▸ Excerpted passage:
Students team up to support Isyss
Published 12:31 am Saturday, March 4, 2017
Fourth-grader undergoing treatment in Birmingham
Two Andalusia Elementary School fourth grade classes have formed a team to help support a classmate recently diagnosed with a brain tumor.
Isyss Couch is currently receiving treatment for a brain tumor at The Children’s Hospital in Birmingham. Her teachers, Heather Bailey and Susan Chandler, and classmates have formed Team Isyss.
Isyss was diagnosed with the tumor in January. And despite having spent lots of time in Birmingham since then, she has been in almost constant communication with her friends.
“Almost daily, the kids ask, ‘Can we skype Isyss?’ ” Bailey said. “They are fully aware of her absence.”
The teachers, who team teach, said that their students have written letters and sent care packages. There was a school-wide effort to send her valentines. Several have even been to Birmingham to visit her, Chandler said.
Cade Cassady said, “We put lots of cards, some toys, a blanket, Shopkins, coloring books, stickers and games in the package.”
He also added, “Isyss is very nice. She is very kind.”
“We hope she feels better,” Bryce Jernigan said.
“I hope she gets better and can come back to school,” Graycie Sansom said. “She loves to play with everybody.”
The teachers said Isyss is indeed friends with all of her classmates. If they ask her mom which of the class members Isyss might like to speak with, her mom says, “Any of them. She loves them all.”

Image-grounded pointing data:

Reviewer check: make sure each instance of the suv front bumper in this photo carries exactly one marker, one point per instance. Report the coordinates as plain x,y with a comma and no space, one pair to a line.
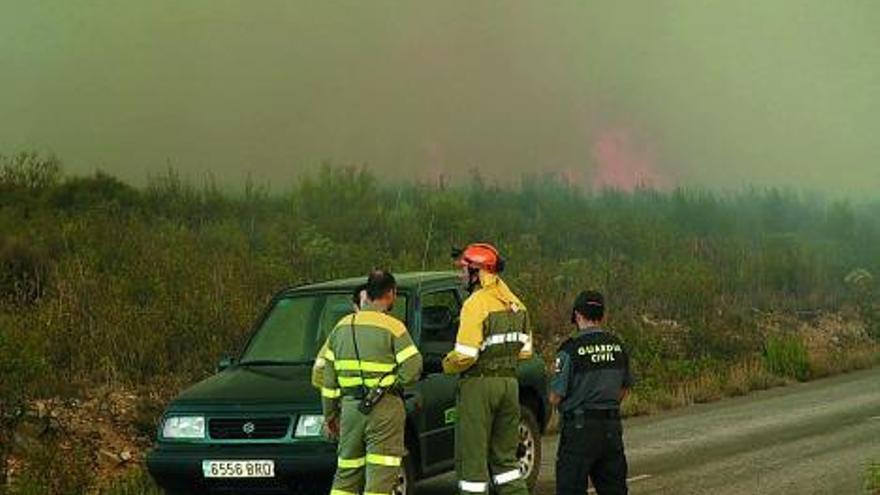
178,467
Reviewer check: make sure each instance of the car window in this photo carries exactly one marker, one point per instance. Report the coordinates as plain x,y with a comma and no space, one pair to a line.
296,327
440,311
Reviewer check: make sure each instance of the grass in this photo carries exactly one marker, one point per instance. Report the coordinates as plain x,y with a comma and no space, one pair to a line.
872,478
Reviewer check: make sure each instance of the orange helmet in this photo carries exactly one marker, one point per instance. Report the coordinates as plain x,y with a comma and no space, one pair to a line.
481,256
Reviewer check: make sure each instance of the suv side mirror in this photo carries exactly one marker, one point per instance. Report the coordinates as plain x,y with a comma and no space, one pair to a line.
432,364
225,362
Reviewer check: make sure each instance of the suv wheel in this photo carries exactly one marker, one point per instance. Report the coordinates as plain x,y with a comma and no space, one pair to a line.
529,450
407,480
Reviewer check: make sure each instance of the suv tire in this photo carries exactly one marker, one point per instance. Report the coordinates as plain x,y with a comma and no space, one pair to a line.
529,450
408,477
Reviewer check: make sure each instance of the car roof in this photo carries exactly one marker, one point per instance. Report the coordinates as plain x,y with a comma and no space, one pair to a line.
405,281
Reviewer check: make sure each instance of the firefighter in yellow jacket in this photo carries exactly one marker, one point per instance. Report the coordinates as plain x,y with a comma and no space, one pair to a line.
368,352
493,335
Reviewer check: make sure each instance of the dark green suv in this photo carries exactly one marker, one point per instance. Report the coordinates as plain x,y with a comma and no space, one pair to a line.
255,426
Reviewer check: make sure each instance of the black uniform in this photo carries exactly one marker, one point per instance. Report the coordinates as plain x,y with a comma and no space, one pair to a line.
591,369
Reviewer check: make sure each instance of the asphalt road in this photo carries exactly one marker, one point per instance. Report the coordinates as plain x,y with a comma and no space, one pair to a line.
811,438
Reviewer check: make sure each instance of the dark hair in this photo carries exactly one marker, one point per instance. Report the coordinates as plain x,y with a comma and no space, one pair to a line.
356,295
590,304
379,283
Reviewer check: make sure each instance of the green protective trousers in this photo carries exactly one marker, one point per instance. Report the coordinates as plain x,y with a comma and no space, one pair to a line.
487,436
371,448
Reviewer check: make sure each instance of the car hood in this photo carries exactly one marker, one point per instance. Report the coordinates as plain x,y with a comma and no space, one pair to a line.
245,385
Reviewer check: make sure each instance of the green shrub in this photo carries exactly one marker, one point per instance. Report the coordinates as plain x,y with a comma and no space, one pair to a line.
786,356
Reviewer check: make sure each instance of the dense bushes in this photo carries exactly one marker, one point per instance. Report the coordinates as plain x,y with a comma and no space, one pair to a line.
170,276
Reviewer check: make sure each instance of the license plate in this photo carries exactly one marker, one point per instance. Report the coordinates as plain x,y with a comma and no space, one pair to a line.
238,469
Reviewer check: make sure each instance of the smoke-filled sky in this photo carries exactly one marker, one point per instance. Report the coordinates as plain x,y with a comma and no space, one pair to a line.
715,92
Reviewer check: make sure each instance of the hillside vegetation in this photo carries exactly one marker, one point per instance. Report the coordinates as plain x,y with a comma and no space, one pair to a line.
104,286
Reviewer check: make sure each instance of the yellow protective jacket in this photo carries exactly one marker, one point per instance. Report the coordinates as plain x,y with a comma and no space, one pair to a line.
494,322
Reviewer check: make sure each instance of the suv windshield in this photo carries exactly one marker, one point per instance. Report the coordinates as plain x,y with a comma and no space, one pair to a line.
296,327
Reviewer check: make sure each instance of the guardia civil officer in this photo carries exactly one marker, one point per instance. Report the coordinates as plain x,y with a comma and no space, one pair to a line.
369,352
592,378
492,336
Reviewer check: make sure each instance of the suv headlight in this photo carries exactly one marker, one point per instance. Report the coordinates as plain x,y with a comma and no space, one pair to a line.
309,425
184,427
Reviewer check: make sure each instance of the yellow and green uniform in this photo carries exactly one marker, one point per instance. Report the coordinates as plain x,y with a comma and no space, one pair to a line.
492,337
371,447
318,367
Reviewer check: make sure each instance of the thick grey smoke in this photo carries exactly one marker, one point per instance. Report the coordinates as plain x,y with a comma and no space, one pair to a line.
610,92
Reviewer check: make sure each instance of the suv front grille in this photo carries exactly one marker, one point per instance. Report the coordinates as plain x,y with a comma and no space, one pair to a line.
248,428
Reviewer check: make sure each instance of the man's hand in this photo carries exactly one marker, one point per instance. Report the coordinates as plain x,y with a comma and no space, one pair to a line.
331,428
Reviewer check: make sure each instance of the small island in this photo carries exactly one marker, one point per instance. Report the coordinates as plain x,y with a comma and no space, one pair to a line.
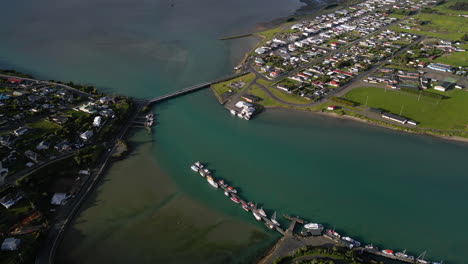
398,64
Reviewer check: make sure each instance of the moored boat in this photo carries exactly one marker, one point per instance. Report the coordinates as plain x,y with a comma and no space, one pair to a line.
273,219
211,181
261,212
234,199
256,216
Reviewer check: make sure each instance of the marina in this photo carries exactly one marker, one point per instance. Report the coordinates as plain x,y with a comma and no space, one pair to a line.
311,231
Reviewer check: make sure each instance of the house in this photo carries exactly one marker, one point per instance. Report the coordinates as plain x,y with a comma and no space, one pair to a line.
444,86
59,119
43,145
14,80
63,146
97,121
11,244
59,198
21,131
4,96
107,113
440,67
250,98
395,118
87,135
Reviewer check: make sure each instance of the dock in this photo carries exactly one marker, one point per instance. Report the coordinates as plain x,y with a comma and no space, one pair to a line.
315,240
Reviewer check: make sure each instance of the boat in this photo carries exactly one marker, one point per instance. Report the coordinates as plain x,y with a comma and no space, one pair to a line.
261,212
401,254
387,251
313,226
273,219
211,181
222,184
371,247
256,216
234,199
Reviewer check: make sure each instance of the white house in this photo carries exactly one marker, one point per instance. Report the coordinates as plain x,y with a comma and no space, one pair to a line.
97,121
87,135
11,243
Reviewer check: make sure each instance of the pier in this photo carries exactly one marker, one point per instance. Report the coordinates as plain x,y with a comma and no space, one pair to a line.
291,241
192,89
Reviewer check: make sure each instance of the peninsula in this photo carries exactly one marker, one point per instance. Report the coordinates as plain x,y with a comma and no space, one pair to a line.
398,64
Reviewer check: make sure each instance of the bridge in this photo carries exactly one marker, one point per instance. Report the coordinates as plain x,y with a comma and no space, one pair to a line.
192,88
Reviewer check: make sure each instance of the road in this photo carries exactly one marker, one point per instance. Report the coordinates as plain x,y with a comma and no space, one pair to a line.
46,254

▸ Exercise: Rewrite the stretch from "Students team up" through "formed Team Isyss." in the Team Isyss article, with "classmates" swapped for "schoolmates".

▸ Solution:
Students team up to support Isyss
Published 12:31 am Saturday, March 4, 2017
Fourth-grader undergoing treatment in Birmingham
Two Andalusia Elementary School fourth grade classes have formed a team to help support a classmate recently diagnosed with a brain tumor.
Isyss Couch is currently receiving treatment for a brain tumor at The Children’s Hospital in Birmingham. Her teachers, Heather Bailey and Susan Chandler, and schoolmates have formed Team Isyss.